▶ **Exercise description**: Please give the rows below again word for word, from their first line through the line containing "M67 214L67 218L68", including both of those lines.
>> Begin Records to use
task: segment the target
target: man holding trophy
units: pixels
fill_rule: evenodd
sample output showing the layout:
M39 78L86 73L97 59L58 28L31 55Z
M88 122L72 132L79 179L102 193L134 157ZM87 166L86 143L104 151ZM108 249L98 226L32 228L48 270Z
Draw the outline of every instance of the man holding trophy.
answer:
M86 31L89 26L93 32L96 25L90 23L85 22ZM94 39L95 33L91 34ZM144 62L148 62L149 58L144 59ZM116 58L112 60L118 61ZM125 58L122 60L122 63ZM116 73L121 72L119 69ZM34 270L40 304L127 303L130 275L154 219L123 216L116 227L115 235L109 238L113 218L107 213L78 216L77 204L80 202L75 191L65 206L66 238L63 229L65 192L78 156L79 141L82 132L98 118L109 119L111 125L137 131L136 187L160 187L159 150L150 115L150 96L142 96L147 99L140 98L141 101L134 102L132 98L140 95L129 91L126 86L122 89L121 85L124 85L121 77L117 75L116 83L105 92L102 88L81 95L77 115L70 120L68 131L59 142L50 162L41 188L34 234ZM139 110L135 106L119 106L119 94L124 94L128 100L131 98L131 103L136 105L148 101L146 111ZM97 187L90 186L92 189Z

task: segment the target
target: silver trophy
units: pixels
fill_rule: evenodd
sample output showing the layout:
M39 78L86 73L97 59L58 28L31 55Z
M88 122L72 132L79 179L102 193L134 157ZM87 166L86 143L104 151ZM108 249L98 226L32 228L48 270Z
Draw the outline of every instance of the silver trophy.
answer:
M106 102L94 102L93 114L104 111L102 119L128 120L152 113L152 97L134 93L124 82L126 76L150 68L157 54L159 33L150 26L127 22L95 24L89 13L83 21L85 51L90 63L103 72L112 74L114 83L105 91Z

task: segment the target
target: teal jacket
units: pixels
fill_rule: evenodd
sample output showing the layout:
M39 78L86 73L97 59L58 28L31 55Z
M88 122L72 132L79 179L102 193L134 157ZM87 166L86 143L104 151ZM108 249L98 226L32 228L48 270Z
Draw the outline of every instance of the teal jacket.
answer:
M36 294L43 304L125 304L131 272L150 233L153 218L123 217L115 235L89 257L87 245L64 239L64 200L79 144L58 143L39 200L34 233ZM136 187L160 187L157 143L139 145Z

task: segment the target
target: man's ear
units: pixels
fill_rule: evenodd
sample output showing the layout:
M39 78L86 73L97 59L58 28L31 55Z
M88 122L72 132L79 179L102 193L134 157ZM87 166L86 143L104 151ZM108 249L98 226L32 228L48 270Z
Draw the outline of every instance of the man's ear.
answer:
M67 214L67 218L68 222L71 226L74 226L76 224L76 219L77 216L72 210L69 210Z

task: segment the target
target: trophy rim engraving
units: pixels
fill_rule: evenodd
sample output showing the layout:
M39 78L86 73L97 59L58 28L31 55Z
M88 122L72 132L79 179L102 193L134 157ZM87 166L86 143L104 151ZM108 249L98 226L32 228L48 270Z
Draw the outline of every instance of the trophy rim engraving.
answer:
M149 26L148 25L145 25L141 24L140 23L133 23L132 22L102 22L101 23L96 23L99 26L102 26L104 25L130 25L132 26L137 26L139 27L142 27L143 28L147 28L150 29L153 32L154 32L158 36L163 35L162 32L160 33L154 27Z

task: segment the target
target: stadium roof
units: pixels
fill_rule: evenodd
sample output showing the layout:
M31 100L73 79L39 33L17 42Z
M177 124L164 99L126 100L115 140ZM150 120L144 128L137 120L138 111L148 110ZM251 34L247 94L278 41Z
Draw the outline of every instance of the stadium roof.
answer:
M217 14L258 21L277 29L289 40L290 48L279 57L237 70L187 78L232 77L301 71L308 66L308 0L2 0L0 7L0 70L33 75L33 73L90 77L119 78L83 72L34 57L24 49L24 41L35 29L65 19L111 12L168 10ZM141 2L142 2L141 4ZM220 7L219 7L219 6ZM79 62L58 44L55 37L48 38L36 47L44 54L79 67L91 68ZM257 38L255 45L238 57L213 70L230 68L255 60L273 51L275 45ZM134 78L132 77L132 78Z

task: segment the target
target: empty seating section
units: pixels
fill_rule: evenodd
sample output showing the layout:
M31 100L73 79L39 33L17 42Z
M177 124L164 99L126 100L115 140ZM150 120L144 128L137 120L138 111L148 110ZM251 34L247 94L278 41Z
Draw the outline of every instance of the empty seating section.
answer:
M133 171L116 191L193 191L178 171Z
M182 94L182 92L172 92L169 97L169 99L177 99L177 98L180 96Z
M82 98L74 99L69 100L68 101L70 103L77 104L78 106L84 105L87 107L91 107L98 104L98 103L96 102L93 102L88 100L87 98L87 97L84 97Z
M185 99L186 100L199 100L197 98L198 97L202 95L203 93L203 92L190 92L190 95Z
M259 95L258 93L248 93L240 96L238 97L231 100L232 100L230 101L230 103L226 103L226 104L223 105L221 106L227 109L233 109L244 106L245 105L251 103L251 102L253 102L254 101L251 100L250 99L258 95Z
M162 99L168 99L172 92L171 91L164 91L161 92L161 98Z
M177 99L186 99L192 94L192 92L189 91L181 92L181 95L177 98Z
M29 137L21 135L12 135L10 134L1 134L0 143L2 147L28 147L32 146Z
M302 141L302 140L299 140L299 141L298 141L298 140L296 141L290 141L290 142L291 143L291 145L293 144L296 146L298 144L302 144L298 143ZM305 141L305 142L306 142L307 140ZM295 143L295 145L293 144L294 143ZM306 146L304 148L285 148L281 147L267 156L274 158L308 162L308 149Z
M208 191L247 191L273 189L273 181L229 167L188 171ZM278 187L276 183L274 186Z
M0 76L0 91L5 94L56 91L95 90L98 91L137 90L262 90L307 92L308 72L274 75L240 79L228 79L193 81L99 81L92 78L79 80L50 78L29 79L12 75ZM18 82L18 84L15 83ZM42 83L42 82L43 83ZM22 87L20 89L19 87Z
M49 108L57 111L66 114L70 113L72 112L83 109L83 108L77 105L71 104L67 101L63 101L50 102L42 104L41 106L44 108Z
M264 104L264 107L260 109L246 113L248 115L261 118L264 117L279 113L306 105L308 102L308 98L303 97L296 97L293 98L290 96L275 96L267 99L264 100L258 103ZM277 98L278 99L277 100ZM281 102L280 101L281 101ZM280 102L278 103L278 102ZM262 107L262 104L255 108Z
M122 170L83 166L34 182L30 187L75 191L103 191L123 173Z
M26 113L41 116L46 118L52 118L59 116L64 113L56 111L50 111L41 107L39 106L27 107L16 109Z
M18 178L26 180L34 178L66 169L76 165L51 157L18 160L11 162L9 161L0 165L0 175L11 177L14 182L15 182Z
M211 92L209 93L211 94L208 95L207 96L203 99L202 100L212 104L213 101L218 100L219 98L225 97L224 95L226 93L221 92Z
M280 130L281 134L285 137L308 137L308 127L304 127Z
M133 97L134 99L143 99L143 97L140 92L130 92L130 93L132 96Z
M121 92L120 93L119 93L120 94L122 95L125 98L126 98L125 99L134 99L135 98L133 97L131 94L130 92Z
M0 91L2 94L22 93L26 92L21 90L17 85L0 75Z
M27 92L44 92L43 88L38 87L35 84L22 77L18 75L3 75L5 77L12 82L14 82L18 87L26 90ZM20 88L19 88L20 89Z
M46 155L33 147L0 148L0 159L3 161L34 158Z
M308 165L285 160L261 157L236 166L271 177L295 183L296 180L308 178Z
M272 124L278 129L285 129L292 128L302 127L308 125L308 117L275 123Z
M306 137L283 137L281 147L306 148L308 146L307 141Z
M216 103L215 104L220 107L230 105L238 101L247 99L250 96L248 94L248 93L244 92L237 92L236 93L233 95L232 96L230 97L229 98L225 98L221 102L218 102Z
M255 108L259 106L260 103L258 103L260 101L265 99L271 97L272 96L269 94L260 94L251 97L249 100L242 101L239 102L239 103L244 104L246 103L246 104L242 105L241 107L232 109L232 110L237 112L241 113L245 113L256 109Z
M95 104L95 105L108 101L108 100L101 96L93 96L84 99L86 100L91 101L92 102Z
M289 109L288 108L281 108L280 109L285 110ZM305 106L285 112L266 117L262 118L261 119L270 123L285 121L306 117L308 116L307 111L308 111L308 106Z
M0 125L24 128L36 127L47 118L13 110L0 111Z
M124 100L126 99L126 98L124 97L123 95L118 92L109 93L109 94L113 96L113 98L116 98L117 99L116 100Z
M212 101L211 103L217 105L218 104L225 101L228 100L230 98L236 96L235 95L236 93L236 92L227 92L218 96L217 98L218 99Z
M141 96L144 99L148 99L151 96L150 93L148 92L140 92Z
>> End Records to use
▶ **Full response**:
task: segment the target
target: man holding trophy
units: pixels
fill_rule: evenodd
sample output showing the layout:
M39 78L86 73L97 59L58 28L31 55Z
M88 122L72 132L79 179L102 193L134 157ZM87 166L86 143L104 151ZM108 249L98 226L32 228L48 270Z
Draw the outline of every instance of the man holding trophy.
answer:
M86 31L89 26L93 32L96 25L90 23L85 22ZM94 39L95 33L91 34ZM144 62L148 62L149 58L144 59ZM116 58L112 60L118 61ZM125 58L122 60L122 63ZM116 73L121 72L119 69ZM34 270L40 304L127 303L130 275L154 219L123 216L116 227L115 235L109 238L113 218L107 213L78 216L77 204L80 202L75 191L65 206L66 238L63 229L65 192L78 156L79 141L82 132L98 118L109 119L111 125L137 131L136 187L160 187L159 150L150 115L150 96L142 96L147 99L140 98L141 101L134 102L132 98L140 95L129 91L126 86L122 89L121 85L124 85L121 77L117 75L116 83L105 92L102 88L81 95L77 115L70 120L68 131L59 142L50 162L41 188L34 234ZM139 110L135 106L119 106L119 94L124 94L128 100L131 98L131 103L136 105L148 101L146 111ZM97 187L90 186L92 189Z

task: segment the target
target: silver trophy
units: pixels
fill_rule: evenodd
sample output showing the layout:
M39 78L86 73L97 59L58 28L31 55Z
M88 122L72 132L79 179L102 193L134 157ZM87 166L86 143L104 151ZM108 249L98 226L32 228L48 270Z
Draw the outline of every instance of the silver trophy.
answer:
M106 102L94 102L93 114L104 111L102 119L128 120L152 113L152 97L134 93L124 82L126 76L150 68L157 54L159 33L150 26L127 22L95 24L89 13L83 21L85 51L90 63L103 72L112 74L114 83L105 91Z

task: segment the target
target: teal jacket
units: pixels
fill_rule: evenodd
sample output showing the layout:
M39 78L86 73L97 59L58 28L31 55Z
M88 122L72 132L79 179L102 193L134 157ZM87 166L86 143L104 151ZM108 249L98 226L32 228L48 270Z
Draw the outline of every instance of the teal jacket.
answer:
M36 294L43 304L125 304L131 272L150 233L153 218L123 217L115 235L89 257L87 245L64 239L64 200L79 144L58 143L39 200L34 233ZM136 187L160 187L157 143L139 145Z

task: segment the target
target: man's ear
units: pixels
fill_rule: evenodd
sample output showing the layout:
M39 78L86 73L97 59L58 28L31 55Z
M88 122L72 132L79 179L102 193L134 157ZM87 166L86 143L104 151ZM108 249L98 226L32 228L48 270Z
Draw the outline of every instance of the man's ear.
answer:
M67 214L67 218L68 222L71 226L74 226L76 224L76 219L77 216L72 210L69 210Z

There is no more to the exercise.